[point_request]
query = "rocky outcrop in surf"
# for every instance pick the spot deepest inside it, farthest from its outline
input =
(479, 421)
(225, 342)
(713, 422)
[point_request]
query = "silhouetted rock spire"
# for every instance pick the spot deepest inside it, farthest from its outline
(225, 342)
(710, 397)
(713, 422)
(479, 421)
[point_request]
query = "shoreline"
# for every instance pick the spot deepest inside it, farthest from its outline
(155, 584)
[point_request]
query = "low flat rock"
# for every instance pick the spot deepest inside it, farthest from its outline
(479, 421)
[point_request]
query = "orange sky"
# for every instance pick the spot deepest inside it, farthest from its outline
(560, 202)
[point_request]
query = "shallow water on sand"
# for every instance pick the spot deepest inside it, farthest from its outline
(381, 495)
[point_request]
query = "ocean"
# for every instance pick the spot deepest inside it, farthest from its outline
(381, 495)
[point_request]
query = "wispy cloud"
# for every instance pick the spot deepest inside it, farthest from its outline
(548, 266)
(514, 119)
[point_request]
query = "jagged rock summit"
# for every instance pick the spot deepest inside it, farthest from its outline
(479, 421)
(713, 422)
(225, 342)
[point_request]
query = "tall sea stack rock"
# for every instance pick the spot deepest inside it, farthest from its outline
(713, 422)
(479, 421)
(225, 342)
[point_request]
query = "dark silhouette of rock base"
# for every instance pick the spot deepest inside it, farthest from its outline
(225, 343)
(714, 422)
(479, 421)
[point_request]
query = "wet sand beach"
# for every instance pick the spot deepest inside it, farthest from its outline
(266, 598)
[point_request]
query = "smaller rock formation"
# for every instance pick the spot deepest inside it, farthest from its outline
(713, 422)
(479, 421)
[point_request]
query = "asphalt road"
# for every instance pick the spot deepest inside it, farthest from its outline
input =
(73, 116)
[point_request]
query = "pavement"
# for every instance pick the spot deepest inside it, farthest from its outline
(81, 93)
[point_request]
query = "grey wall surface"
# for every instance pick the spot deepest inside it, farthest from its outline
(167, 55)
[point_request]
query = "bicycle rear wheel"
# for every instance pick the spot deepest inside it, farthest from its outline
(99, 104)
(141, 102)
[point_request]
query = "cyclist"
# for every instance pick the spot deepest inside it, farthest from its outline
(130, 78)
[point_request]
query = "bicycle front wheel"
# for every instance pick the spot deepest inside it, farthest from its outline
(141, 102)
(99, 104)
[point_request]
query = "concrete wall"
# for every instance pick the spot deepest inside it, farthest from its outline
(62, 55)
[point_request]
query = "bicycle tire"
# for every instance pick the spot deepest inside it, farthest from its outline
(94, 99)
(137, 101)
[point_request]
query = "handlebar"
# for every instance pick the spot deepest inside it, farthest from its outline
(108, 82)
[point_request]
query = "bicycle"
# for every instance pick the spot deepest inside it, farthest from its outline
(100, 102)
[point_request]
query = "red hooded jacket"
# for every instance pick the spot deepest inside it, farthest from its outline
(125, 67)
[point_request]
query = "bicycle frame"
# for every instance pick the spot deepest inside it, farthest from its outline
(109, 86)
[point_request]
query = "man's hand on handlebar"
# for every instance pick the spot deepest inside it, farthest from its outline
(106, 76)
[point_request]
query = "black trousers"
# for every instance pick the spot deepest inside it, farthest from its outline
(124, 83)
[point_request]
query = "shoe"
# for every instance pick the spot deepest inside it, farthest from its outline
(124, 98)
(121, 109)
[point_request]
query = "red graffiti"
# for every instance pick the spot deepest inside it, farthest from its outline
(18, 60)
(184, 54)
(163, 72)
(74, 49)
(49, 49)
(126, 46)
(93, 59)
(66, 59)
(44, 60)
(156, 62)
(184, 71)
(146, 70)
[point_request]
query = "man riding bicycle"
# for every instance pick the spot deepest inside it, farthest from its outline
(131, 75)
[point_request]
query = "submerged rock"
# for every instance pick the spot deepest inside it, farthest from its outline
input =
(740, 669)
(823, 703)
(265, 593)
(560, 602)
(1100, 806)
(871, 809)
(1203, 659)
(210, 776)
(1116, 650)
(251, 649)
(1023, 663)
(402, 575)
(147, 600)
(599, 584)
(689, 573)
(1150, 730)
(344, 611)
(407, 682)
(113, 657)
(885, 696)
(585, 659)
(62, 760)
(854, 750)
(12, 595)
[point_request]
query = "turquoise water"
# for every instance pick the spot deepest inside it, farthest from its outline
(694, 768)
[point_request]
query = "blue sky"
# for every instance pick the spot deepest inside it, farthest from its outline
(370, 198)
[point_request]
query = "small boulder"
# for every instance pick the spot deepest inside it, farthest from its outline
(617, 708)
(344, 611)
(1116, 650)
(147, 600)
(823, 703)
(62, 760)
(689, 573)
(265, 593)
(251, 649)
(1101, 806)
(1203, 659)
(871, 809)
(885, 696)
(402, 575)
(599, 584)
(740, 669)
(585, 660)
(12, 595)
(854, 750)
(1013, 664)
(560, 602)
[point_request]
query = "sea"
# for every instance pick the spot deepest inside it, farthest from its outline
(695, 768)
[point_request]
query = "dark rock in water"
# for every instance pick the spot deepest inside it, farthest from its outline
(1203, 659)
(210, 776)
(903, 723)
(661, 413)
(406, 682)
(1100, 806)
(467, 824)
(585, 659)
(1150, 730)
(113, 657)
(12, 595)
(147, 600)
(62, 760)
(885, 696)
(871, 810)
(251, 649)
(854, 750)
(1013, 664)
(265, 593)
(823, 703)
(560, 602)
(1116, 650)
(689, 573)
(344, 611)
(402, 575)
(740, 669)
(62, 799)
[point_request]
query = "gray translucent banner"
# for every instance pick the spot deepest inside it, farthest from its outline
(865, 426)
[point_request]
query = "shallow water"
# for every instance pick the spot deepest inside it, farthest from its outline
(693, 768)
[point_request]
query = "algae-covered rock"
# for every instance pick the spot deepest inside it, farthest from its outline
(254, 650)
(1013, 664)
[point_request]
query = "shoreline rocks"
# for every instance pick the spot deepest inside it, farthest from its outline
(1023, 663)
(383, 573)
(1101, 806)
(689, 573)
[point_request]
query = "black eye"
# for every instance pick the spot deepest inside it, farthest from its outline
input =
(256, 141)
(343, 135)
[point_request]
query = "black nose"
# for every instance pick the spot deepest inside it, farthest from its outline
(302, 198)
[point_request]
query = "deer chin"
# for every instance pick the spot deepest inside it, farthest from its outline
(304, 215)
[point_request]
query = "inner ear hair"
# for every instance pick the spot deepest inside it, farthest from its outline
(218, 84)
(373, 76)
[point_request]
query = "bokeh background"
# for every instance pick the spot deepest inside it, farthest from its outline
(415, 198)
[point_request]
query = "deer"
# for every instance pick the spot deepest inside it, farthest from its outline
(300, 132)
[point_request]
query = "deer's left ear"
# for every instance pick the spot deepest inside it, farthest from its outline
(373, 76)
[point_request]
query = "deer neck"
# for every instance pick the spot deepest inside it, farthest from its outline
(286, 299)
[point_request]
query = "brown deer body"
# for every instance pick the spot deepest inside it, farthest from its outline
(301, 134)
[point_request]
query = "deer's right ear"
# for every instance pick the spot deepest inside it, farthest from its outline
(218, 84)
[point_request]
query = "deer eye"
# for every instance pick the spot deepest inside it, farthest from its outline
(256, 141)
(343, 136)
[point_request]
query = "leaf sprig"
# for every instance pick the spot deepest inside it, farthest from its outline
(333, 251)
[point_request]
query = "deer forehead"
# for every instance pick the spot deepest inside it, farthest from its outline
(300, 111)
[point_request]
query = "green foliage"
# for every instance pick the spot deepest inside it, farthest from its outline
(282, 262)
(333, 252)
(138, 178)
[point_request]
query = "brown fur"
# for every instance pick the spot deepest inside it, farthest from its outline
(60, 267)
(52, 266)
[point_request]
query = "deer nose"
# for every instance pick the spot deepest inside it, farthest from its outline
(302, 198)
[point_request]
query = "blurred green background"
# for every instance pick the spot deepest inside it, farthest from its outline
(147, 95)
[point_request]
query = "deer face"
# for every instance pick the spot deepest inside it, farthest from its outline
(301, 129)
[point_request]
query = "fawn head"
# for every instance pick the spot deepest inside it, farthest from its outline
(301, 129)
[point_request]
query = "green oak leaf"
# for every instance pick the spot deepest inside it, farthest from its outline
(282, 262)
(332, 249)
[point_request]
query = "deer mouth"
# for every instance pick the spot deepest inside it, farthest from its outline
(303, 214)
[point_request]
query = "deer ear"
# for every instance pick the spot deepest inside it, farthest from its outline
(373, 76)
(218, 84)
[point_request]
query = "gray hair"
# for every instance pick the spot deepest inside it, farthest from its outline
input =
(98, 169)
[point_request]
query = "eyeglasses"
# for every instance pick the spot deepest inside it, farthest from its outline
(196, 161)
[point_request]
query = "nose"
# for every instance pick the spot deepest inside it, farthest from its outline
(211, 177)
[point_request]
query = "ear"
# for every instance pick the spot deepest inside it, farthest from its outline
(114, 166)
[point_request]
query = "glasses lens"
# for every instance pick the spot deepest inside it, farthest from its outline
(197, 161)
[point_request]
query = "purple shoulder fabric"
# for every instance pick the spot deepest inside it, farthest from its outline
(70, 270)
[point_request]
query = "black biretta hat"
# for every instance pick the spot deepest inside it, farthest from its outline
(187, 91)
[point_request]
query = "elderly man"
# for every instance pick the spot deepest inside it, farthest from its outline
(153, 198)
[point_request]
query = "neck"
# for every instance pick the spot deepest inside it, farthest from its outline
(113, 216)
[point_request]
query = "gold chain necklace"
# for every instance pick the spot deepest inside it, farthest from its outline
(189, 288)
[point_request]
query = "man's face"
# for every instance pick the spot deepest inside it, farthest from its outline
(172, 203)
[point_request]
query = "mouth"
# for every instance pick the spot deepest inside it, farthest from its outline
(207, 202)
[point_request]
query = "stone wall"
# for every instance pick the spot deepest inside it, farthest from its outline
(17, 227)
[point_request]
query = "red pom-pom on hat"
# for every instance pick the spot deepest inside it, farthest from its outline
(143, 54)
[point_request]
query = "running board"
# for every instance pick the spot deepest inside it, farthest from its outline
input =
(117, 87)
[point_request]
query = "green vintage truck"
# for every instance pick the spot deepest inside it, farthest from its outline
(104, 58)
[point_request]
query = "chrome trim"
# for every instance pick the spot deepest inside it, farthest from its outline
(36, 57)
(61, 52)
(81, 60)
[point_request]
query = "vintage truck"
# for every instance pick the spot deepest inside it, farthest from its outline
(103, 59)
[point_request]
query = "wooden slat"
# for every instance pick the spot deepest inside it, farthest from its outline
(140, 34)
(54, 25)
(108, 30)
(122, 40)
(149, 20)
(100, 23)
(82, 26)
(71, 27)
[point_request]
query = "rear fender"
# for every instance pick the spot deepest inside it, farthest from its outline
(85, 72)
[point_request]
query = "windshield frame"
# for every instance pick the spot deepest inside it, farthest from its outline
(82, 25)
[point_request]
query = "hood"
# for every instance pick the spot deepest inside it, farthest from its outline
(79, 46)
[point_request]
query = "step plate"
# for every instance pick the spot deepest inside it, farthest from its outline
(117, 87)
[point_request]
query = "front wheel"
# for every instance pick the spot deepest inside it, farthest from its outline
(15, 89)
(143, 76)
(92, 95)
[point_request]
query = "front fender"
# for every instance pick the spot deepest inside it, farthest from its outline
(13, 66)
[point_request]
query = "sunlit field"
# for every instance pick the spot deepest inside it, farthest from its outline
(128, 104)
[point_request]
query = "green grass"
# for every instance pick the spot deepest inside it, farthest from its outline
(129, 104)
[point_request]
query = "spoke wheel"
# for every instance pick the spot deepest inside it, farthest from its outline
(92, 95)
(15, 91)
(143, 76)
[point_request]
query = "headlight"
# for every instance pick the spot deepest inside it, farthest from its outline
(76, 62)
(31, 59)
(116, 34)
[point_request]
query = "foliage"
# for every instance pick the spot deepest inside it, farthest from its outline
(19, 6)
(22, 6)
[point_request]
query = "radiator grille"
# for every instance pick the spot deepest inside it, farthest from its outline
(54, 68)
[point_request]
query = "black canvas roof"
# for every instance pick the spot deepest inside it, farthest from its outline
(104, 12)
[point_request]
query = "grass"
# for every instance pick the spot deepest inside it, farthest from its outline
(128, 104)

→ **TRAVAIL DEMANDÉ**
Comptez les lignes des enregistrements qui contiennent la chaîne « deer » en tenant compte de la casse. Indiquez seulement ce nombre.

→ **RÉSULTAT OBTENU**
12